■ To do ■
Please copy the listing below word for word, leaving out the pictures.

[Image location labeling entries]
▼▼▼

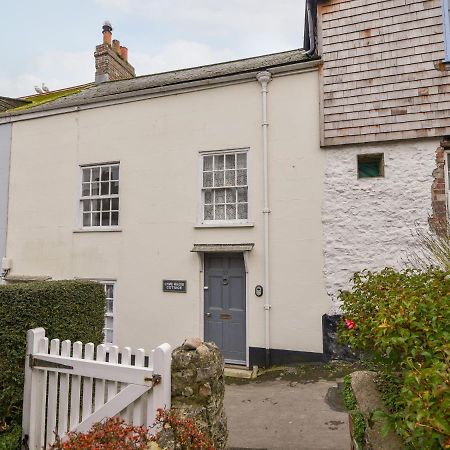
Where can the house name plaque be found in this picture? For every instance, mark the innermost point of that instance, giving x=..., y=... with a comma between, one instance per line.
x=174, y=286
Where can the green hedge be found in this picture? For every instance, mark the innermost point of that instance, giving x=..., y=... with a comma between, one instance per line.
x=402, y=319
x=66, y=309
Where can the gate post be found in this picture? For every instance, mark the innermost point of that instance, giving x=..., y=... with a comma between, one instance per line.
x=162, y=359
x=33, y=396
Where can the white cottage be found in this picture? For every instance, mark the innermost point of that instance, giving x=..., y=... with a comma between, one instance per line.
x=194, y=196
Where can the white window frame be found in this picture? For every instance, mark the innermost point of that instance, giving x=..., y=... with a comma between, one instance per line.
x=224, y=222
x=446, y=24
x=108, y=314
x=98, y=197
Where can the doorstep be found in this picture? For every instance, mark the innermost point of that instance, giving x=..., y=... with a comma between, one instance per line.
x=234, y=371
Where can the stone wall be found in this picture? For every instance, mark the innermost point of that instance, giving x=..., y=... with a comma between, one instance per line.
x=198, y=388
x=438, y=220
x=369, y=223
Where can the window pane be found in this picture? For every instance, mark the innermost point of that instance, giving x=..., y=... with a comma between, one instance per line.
x=208, y=197
x=218, y=179
x=218, y=162
x=241, y=160
x=95, y=174
x=86, y=205
x=86, y=220
x=207, y=163
x=242, y=211
x=95, y=219
x=105, y=219
x=109, y=290
x=207, y=179
x=241, y=177
x=106, y=204
x=220, y=212
x=114, y=172
x=231, y=212
x=242, y=195
x=230, y=161
x=95, y=205
x=114, y=187
x=86, y=175
x=104, y=188
x=230, y=178
x=105, y=173
x=108, y=336
x=231, y=195
x=85, y=189
x=220, y=196
x=209, y=212
x=114, y=218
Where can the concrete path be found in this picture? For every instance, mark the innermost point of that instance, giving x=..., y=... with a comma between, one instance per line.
x=283, y=414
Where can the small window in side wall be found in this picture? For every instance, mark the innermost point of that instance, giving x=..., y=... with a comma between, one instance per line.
x=371, y=165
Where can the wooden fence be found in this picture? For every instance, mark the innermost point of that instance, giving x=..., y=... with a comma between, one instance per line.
x=69, y=387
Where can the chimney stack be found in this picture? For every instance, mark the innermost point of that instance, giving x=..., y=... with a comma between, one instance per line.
x=111, y=59
x=107, y=33
x=124, y=53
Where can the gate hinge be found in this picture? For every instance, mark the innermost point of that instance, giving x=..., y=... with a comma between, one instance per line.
x=155, y=379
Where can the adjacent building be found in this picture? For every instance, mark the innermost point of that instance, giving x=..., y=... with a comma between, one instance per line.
x=384, y=118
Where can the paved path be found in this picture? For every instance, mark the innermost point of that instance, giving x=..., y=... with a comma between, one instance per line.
x=282, y=414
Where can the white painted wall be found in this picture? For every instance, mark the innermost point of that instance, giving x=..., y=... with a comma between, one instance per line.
x=157, y=142
x=5, y=150
x=368, y=223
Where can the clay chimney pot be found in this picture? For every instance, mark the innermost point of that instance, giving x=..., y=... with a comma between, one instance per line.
x=124, y=53
x=116, y=46
x=107, y=33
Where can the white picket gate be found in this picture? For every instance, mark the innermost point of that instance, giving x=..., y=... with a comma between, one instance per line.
x=69, y=387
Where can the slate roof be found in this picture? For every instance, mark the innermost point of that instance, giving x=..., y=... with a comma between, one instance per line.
x=113, y=90
x=8, y=103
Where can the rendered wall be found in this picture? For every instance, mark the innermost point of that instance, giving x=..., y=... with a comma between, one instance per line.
x=369, y=223
x=5, y=151
x=158, y=142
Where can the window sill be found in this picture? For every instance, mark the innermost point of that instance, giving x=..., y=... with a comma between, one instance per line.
x=98, y=230
x=225, y=225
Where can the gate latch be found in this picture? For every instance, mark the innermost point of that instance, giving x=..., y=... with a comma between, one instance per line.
x=41, y=363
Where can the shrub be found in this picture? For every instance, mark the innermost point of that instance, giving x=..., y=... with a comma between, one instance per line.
x=113, y=434
x=181, y=431
x=11, y=439
x=403, y=320
x=66, y=309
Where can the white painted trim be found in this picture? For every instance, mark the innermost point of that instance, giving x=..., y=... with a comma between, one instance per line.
x=447, y=181
x=163, y=91
x=110, y=196
x=98, y=230
x=202, y=295
x=446, y=28
x=224, y=225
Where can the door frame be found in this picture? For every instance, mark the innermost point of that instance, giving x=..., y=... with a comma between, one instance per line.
x=201, y=256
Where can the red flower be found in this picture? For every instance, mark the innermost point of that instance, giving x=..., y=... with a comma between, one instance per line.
x=350, y=324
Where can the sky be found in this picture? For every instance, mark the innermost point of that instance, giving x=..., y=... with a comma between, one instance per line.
x=53, y=41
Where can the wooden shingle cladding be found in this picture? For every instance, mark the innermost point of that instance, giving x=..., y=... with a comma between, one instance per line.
x=383, y=76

▲▲▲

■ Response to this exercise ■
Where can the house name plaque be found in this picture? For every instance, mark the innermost point of that instance, giving x=..., y=... with a comma between, one instance per line.
x=174, y=286
Where can the green hedge be found in this picture? For every instance, mark the innermost point of that instance, giving x=..., y=... with a comma between, one instance per line.
x=402, y=319
x=66, y=309
Where can the gate post be found in this picture? For every instance, mark the innermost point of that instance, giving x=..., y=... with a comma between, one instance per line.
x=162, y=359
x=33, y=396
Where can the white cottage be found in this picture? For every instance, mark the innermost point of that instance, giving x=..., y=... with a comma between, one instance per line.
x=194, y=196
Where can the white window frame be found in this picture? For every instance, mark the innermost point of that instance, giving x=..., y=... with a comma between, one instance per line.
x=224, y=222
x=446, y=24
x=108, y=314
x=98, y=197
Where can the doorstep be found in this picture? For every instance, mark the innermost point of that instance, giving x=..., y=... with a comma between, one instance per line.
x=234, y=371
Where can the stone wall be found in this picture? For every instance, mark the innermost point of that instance, giving x=..., y=... with a comma between, one instance per line.
x=198, y=388
x=438, y=220
x=369, y=223
Where can the window pane be found in this picture? For every instance, mark the innermost point of that instance, giving x=..., y=... with a comma between, one instance per line.
x=208, y=197
x=218, y=179
x=218, y=162
x=241, y=160
x=95, y=174
x=86, y=205
x=86, y=220
x=207, y=163
x=242, y=211
x=95, y=219
x=105, y=219
x=109, y=290
x=207, y=179
x=241, y=177
x=106, y=204
x=220, y=212
x=114, y=172
x=231, y=212
x=242, y=195
x=230, y=161
x=95, y=205
x=114, y=187
x=86, y=175
x=104, y=188
x=230, y=178
x=105, y=173
x=108, y=336
x=231, y=195
x=85, y=189
x=220, y=196
x=209, y=212
x=114, y=218
Where can the concrete path be found in this picture? For every instance, mark the innermost point of that instance, giving x=..., y=... with a comma between, one instance per line.
x=283, y=414
Where can the small window in side wall be found in this picture? For every instance, mark the innermost point of that instance, giving x=..., y=... with a comma between, one instance per line.
x=371, y=165
Where can the wooden fence be found in this picture? For every instance, mark the innermost point of that instance, giving x=..., y=... with a comma between, one instance per line.
x=69, y=387
Where can the chimney stack be found in this picture? For every instance, mark the innermost point of that instance, giving x=..., y=... with a comma between, one instance per line.
x=111, y=59
x=107, y=33
x=124, y=53
Where can the gate hinge be found in this picture? For every instance, mark the innermost point of that instance, giving x=..., y=... with a comma between, one instance per line.
x=155, y=379
Where can the adjacent building be found in this picture? For every instance, mark the innermost point of that instance, giving x=..., y=... with a comma between, one instance per line.
x=384, y=118
Where can the paved path be found in this picture? For every instance, mark the innermost point of that instance, giving x=..., y=... with a comma between, one instance per line.
x=282, y=414
Where can the white painted wall be found in this picture? For every instance, mark the innermost point of that instance, giving x=..., y=... with a comma between, one instance per line.
x=157, y=142
x=5, y=150
x=368, y=223
Where can the clay chimney pot be found in this picture? For every instance, mark the innermost point of that instance, giving x=..., y=... with a comma between, one instance per line.
x=124, y=53
x=116, y=46
x=107, y=33
Where can the white picket gate be found in this picture? For every instance, mark the innermost point of that instance, giving x=..., y=... with a comma between, one instance per line.
x=69, y=387
Where can the slate roof be found in this picture? For every instance, mark the innermost point of that instance, giving x=..., y=... with a comma between, one instance per line.
x=113, y=90
x=8, y=103
Where can the rendered wall be found in this picture? For every instance, mark the innermost point of that instance, giving x=..., y=... with a comma between, one instance per line.
x=369, y=223
x=5, y=151
x=158, y=142
Where can the window sill be found in this picture? For every instance, mark the innermost point of that instance, giving x=..., y=... with a comma between, one instance per line.
x=98, y=230
x=225, y=225
Where can the gate latch be found in this picture? For every instance, mark the innermost point of that instance, giving x=..., y=... with a comma between, one instance per line.
x=41, y=363
Where can the shrub be found in this picture? For every instance, mark the innermost point of that instance, giving x=..., y=... with a comma between, one instance per line.
x=113, y=434
x=181, y=431
x=11, y=439
x=403, y=320
x=66, y=309
Where can the white painted trim be found in this picture? For every instance, mark the innermost point of that instance, giving x=..., y=... with a comma between, one instance per line.
x=447, y=181
x=163, y=91
x=110, y=196
x=98, y=230
x=202, y=295
x=446, y=28
x=224, y=225
Where can the door frame be found in this picture? For every instance, mark the innermost point of that instance, giving x=..., y=... with a comma between, one instance per line.
x=201, y=256
Where can the red flower be found in this picture? For every instance, mark the innermost point of that instance, giving x=..., y=... with a comma between, one instance per line.
x=350, y=324
Where can the sky be found in this picture? For every instance, mark the innermost point of that instance, giving x=..., y=... with a comma between, one instance per line.
x=53, y=41
Where can the wooden shingle cladding be found in this picture? For every instance, mark the innermost point of that instance, giving x=..., y=... with a comma between, one instance per line.
x=383, y=76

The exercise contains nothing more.